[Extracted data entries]
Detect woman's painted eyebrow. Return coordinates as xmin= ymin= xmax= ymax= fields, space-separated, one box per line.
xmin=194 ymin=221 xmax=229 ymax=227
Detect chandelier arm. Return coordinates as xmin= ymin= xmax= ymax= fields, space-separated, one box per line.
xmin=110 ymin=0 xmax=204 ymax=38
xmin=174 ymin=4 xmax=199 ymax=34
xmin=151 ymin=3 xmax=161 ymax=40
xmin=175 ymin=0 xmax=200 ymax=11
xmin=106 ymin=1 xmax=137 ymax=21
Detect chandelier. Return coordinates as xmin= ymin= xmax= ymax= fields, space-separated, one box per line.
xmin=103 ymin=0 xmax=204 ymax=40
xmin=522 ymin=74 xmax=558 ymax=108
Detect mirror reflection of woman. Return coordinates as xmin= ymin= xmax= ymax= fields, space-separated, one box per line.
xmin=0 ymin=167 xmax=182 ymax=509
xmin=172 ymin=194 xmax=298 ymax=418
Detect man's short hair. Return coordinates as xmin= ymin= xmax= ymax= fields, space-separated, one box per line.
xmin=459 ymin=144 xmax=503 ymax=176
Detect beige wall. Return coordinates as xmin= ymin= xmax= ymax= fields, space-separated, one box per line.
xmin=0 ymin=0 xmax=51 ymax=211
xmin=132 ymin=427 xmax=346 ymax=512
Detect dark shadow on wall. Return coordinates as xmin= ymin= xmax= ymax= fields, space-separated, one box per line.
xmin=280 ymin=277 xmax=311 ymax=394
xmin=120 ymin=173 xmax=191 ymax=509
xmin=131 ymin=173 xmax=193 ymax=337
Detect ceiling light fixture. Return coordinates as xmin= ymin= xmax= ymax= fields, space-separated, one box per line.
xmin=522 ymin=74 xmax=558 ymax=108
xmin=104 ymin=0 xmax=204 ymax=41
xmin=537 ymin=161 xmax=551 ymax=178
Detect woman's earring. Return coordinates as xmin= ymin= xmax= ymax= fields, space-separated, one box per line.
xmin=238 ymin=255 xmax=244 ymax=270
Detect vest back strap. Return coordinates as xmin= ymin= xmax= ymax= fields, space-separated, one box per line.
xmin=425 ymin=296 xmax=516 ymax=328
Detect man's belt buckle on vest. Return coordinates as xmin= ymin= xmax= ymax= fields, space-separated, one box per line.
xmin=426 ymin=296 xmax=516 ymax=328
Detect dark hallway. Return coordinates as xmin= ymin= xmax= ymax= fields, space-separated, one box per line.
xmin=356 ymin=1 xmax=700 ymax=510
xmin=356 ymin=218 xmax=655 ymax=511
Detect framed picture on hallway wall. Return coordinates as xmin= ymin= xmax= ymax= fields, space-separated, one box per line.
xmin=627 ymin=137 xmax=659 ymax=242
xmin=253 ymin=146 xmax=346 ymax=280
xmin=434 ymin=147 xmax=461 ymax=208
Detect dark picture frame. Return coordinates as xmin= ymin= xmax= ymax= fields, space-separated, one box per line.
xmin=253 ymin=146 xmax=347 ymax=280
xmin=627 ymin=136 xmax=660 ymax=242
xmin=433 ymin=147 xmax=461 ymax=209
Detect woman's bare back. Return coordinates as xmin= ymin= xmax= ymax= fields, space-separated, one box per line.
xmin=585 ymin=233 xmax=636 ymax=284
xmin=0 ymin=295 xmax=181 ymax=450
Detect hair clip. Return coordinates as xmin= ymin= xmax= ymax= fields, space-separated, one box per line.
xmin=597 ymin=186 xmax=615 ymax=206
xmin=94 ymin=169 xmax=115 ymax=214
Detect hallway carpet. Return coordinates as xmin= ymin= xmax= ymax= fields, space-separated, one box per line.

WHAT YOU NEED TO DO:
Retype, exactly as written, each line from the one that has "Detect woman's bare" to the bottom of the entries above, and include both of those lines.

ANSWER TO THE PROBLEM:
Detect woman's bare back. Return coordinates as xmin= ymin= xmax= ymax= fields, space-separated, one box per line.
xmin=585 ymin=233 xmax=636 ymax=284
xmin=0 ymin=295 xmax=181 ymax=450
Detect hair clip. Return coordinates as xmin= ymin= xmax= ymax= fields, space-separated, one box per line.
xmin=597 ymin=186 xmax=615 ymax=206
xmin=94 ymin=169 xmax=115 ymax=214
Detect hallway carpet. Return coordinates as xmin= ymin= xmax= ymax= fields, space-separated, one box per line.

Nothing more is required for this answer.